#### Input material

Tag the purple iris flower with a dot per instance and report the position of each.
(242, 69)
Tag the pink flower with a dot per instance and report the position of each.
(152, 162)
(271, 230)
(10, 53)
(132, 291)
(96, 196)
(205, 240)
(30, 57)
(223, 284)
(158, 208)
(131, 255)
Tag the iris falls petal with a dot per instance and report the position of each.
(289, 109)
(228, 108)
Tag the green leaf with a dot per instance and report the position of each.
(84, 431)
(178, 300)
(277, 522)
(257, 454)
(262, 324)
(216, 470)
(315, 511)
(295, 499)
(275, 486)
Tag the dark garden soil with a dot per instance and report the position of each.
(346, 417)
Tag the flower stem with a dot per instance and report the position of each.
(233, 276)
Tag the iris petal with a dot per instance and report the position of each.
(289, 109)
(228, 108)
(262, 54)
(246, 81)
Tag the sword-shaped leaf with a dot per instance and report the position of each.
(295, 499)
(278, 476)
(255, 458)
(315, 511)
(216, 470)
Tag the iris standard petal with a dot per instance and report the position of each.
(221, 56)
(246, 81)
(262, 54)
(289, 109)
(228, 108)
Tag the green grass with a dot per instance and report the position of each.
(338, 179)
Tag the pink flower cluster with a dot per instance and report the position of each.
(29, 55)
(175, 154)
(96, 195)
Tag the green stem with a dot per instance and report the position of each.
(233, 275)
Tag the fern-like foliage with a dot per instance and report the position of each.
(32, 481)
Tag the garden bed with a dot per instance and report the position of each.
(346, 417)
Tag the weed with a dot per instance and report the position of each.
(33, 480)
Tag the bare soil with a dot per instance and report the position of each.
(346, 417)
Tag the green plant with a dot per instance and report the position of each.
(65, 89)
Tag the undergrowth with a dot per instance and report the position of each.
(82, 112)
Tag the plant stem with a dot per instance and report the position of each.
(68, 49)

########
#### Input material

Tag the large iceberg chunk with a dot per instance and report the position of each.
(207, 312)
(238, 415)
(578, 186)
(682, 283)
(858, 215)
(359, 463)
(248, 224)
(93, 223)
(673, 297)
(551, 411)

########
#### Input material

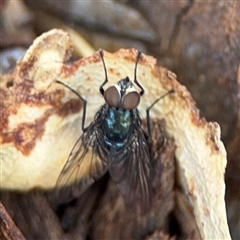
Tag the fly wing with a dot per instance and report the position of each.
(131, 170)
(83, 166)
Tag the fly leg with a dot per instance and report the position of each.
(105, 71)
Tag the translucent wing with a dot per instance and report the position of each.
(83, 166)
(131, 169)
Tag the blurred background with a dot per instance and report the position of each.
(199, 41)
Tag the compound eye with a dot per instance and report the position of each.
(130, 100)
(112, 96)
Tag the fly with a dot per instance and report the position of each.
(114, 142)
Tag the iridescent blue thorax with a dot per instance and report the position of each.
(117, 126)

########

### What is being asked
Count the lines in the items above that contain the string "plant", and give only the number.

### Response
2